Work order
For the copy, please give all of the data again exactly and leave the pictures out.

Provided information

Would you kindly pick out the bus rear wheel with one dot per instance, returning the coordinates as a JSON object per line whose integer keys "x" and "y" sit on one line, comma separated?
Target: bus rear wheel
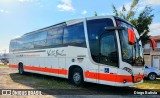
{"x": 77, "y": 77}
{"x": 21, "y": 70}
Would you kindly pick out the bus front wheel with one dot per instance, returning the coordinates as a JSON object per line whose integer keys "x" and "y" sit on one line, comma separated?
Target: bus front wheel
{"x": 77, "y": 77}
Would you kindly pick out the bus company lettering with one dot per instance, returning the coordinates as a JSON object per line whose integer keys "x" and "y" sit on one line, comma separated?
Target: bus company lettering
{"x": 55, "y": 53}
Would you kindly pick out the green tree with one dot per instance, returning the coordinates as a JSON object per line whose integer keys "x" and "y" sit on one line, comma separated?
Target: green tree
{"x": 95, "y": 13}
{"x": 141, "y": 23}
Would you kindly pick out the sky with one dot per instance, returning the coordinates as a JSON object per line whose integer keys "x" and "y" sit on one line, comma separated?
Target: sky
{"x": 18, "y": 17}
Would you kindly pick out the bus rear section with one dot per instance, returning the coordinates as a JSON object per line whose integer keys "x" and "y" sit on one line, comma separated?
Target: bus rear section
{"x": 94, "y": 49}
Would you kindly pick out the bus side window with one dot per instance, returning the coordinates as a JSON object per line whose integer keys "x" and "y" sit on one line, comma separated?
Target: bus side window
{"x": 74, "y": 35}
{"x": 54, "y": 37}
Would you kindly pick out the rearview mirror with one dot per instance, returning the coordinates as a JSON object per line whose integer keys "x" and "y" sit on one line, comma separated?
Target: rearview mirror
{"x": 131, "y": 36}
{"x": 153, "y": 44}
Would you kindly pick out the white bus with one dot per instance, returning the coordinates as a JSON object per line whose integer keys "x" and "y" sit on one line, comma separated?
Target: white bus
{"x": 101, "y": 49}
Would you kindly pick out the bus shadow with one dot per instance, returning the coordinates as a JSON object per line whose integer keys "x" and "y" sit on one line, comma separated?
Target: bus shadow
{"x": 58, "y": 86}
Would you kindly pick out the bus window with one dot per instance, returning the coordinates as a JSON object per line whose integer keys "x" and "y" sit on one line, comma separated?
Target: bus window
{"x": 74, "y": 35}
{"x": 54, "y": 37}
{"x": 95, "y": 27}
{"x": 108, "y": 49}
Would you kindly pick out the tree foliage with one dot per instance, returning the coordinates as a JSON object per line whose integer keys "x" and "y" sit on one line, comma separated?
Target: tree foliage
{"x": 141, "y": 22}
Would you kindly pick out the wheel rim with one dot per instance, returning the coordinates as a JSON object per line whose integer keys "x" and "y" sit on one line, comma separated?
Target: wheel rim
{"x": 152, "y": 77}
{"x": 77, "y": 77}
{"x": 20, "y": 70}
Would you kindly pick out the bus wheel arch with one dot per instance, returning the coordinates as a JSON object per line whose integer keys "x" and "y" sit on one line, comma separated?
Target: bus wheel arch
{"x": 20, "y": 68}
{"x": 75, "y": 75}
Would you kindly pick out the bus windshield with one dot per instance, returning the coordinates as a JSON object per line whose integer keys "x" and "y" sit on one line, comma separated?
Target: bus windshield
{"x": 132, "y": 54}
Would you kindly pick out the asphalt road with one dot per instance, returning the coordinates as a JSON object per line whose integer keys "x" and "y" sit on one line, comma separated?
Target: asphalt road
{"x": 8, "y": 76}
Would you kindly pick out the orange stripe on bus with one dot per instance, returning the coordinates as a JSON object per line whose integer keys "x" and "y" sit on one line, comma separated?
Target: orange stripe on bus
{"x": 87, "y": 74}
{"x": 111, "y": 77}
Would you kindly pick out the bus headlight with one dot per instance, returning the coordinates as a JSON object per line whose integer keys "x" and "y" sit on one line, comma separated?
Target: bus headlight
{"x": 128, "y": 70}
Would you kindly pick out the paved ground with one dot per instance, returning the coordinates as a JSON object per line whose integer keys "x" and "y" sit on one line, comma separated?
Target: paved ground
{"x": 8, "y": 76}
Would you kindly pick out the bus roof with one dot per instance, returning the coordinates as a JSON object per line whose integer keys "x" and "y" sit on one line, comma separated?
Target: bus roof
{"x": 73, "y": 21}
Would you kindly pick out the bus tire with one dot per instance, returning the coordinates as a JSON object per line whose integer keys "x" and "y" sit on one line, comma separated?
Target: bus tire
{"x": 20, "y": 68}
{"x": 77, "y": 77}
{"x": 152, "y": 76}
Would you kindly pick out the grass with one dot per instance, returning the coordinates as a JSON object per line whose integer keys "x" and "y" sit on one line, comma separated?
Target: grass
{"x": 148, "y": 84}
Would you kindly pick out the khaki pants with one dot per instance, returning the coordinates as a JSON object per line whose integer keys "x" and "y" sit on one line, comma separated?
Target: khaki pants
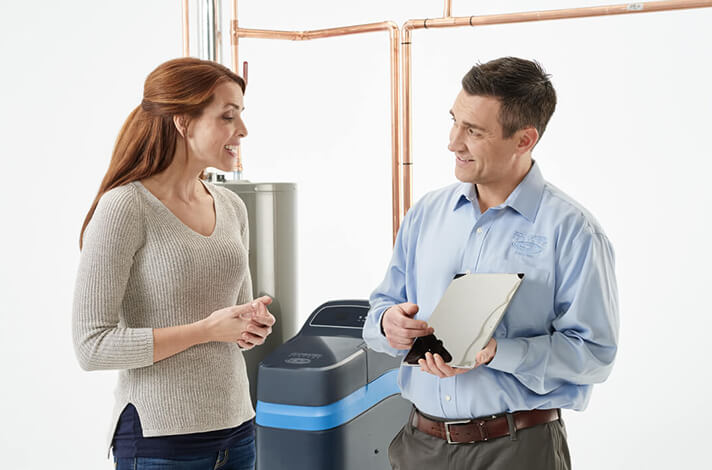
{"x": 541, "y": 447}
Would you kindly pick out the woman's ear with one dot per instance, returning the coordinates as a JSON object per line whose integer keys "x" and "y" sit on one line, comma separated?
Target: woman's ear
{"x": 181, "y": 123}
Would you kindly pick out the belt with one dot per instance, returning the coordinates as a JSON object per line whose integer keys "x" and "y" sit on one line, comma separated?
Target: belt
{"x": 482, "y": 429}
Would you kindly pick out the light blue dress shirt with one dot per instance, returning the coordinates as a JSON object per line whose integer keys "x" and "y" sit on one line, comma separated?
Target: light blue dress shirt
{"x": 559, "y": 335}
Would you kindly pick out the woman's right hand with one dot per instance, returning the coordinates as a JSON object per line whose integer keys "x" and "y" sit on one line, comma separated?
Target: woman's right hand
{"x": 247, "y": 325}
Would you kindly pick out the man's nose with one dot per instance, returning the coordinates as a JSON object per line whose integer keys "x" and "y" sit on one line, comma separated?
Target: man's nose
{"x": 456, "y": 142}
{"x": 241, "y": 129}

Solution to this task
Would you kindly pick out the bus rear wheel with one dot per instance, returning the coordinates as a JSON object per line whose integer keys "x" and "y" sit on one line, comma separated?
Target: bus rear wheel
{"x": 77, "y": 77}
{"x": 21, "y": 70}
Would you kindly pick out the bus front wheel with one dot per instance, returning the coordinates as a JSON object per line whose integer keys "x" and "y" sit on one line, comma separated?
Target: bus front wheel
{"x": 77, "y": 77}
Would you kindly pick out the bus company lettering with one dot per instance, returning the coordinates as a JSON object per line whose integer keys "x" and "y" sit on one line, comma separated?
Target: bus company lettering
{"x": 55, "y": 53}
Would you kindly pick out the green tree with one dot per instance, returning the coordinates as a JSON object per line whose integer keys "x" and "y" sit on one line, comma separated?
Target: green tree
{"x": 95, "y": 13}
{"x": 141, "y": 23}
Would you kindly pick out the sky with one dot per instance, returning the coordinates as a JSON object per line whose integer keys "x" and "y" sit on one line, comma separated?
Target: sky
{"x": 18, "y": 17}
Would you kindly pick out the bus rear section with one dot per instance, returning the coordinates as a JSON object per line whose integer keys "x" and "y" sit on one line, comma separated?
Target: bus rear section
{"x": 94, "y": 49}
Would you kindly pick out the bus side window with one dot per instance, returning the coordinates as a JSON object per line whose integer keys "x" and "y" sit on one line, comma separated?
Target: bus side window
{"x": 74, "y": 35}
{"x": 54, "y": 37}
Would you kindly pick out the rearview mirror with one dot per instance, returning the coordinates as a JSON object per line whose integer keys "x" and "y" sit on one line, comma separated?
Target: rearview mirror
{"x": 131, "y": 36}
{"x": 153, "y": 44}
Would you kindly pick out the white bus with one dot per instance, returning the coordinates as a JSON object per line whose integer keys "x" and "y" sit on one line, comma separated?
Target: white bus
{"x": 101, "y": 49}
Would you kindly pick out the bus shadow with one dot per instance, returning the coordinates as a JSON object per line whose integer keys "x" and "y" sit on one line, comma separated?
Target: bus shadow
{"x": 58, "y": 86}
Would you kindly pick out the bus window with one dot per instance, returning the coordinates as a JSON object per line whose integer keys "x" and "y" sit on one line, comma separated?
Target: bus window
{"x": 74, "y": 35}
{"x": 54, "y": 37}
{"x": 95, "y": 27}
{"x": 108, "y": 49}
Would you kindly pick out the tree foliage with one dot per instance, returning the coordinates as a JSON object per line whose integer keys "x" and "y" sit on one line, comma separated?
Target: tree foliage
{"x": 141, "y": 22}
Would you kindly pick out the wheel rim with one dot per instance, returning the coordinates as a JSON object per line whose integer keys "x" and "y" sit on one line, comma separated?
Target: wheel rim
{"x": 152, "y": 77}
{"x": 77, "y": 77}
{"x": 20, "y": 70}
Would you kindly pick out the bus wheel arch with one dot per instance, returning the coordinates as a JSON object per line whose integer keys "x" and "y" sit on one line, comma separated?
Target: bus wheel arch
{"x": 20, "y": 68}
{"x": 75, "y": 75}
Would you kindly pick out the bus windshield with one dot per instance, returning the coordinates as a JSON object per line whose integer keys "x" and "y" sit on one line, comma separated?
Target: bus windshield
{"x": 132, "y": 54}
Would you kindly pick out the asphalt road with one dot per instance, returning the coordinates as a JSON object per line whose integer keys "x" and "y" sit on one line, comma separated?
Target: asphalt road
{"x": 8, "y": 76}
Would you kindly pick out the orange stripe on bus with one dot per instance, returning the coordinates as a JSON object per line whose integer keys "x" and "y" sit on one line, comma separated?
Target: orange stripe on bus
{"x": 87, "y": 74}
{"x": 111, "y": 77}
Would you kindly pick out the bus headlight with one dot per instance, returning the coordinates as a JSON object per line whose integer keys "x" and "y" sit on one line, comma separated?
Target: bus headlight
{"x": 128, "y": 70}
Would you kindly pick out the paved ground with one dot per instance, returning the coordinates as a JSON object per line whose integer keys "x" and "y" sit on one line, comma separated?
Target: paved ground
{"x": 8, "y": 76}
Would you kindly pick out the bus roof with one dot per instance, returning the coordinates as a JSON object per line whose integer keys "x" and "y" sit on one line, comma separated?
Target: bus roof
{"x": 73, "y": 21}
Would you kindly pick out the bus tire with one dot per instance, returning the coordinates as a JSON object per line whose integer keys "x" and "y" sit on one line, comma separated?
Target: bus tire
{"x": 20, "y": 68}
{"x": 77, "y": 77}
{"x": 152, "y": 76}
Would you kindly pick out the grass with one dot per instance, returning the coordinates as a JSON object per line whose integer keys "x" and "y" sit on one line, comma separated?
Target: grass
{"x": 148, "y": 84}
Would you kindly pick out the khaki pants with one dot per instance, returning the coordinates as a JSON object per line whose integer keys "x" and "y" sit on one line, comma separated?
Target: khaki pants
{"x": 541, "y": 447}
Would you kindly pick out the woman's ear with one dot per instance, returning the coordinates as a JSON object per line whose integer keys "x" and "y" sit on one line, comma separated?
Target: woman's ear
{"x": 181, "y": 123}
Would you kindly pick out the belt with one dot per instance, returning the coordinates as a JSON object per line whose integer keys "x" and "y" sit on one line, comma separated?
Target: belt
{"x": 482, "y": 429}
Would you kindly pick out the light blue dress shirt with one dot per instance, returning the coordinates as a JSON object per line whose integer keys "x" and "y" sit on one line, comma separated?
Target: light blue dress shirt
{"x": 559, "y": 335}
Would you kindly pick out the woman's right hand with one dot per instance, returning the coordinates as a JSON object per line whose integer keys "x" and "y" sit on one line, comma separated?
Target: woman's right hand
{"x": 247, "y": 325}
Would you kindly pick out the man's nose with one dot per instance, returning the coordinates as a JSON object per line whose integer keys "x" and "y" sit on one line, comma separated?
Target: man's nose
{"x": 456, "y": 142}
{"x": 241, "y": 129}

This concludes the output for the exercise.